== Instructions to follow ==
Can you repeat each of the items below word for word, leaving out the pictures?
##############################
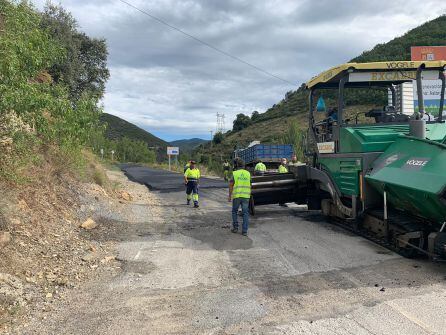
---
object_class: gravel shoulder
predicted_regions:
[12,171,446,334]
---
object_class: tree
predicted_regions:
[251,111,260,122]
[232,113,251,132]
[212,131,224,144]
[40,3,110,102]
[281,121,304,160]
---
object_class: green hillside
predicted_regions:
[170,138,209,153]
[195,15,446,161]
[100,113,169,148]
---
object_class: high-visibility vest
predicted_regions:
[279,165,288,173]
[184,168,201,181]
[232,169,251,199]
[254,162,266,172]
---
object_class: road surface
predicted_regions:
[24,168,446,335]
[121,164,227,192]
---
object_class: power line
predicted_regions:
[119,0,297,86]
##############################
== Result of this task ==
---
object_class: gravel shoulder
predicted_regions:
[12,171,446,334]
---
object_class: tree
predicted_regions:
[251,111,260,122]
[232,113,251,132]
[212,131,224,144]
[40,3,110,102]
[281,121,304,160]
---
object_class: green hillside
predicted_regions:
[170,138,209,153]
[195,15,446,161]
[100,113,169,148]
---
object_class: high-visibility vest
predicted_regions:
[279,165,288,173]
[184,168,201,181]
[232,169,251,199]
[254,162,266,172]
---
object_class: road surface
predicted_regions:
[24,168,446,335]
[121,164,227,192]
---
object_class: power line
predicted_regions:
[119,0,297,86]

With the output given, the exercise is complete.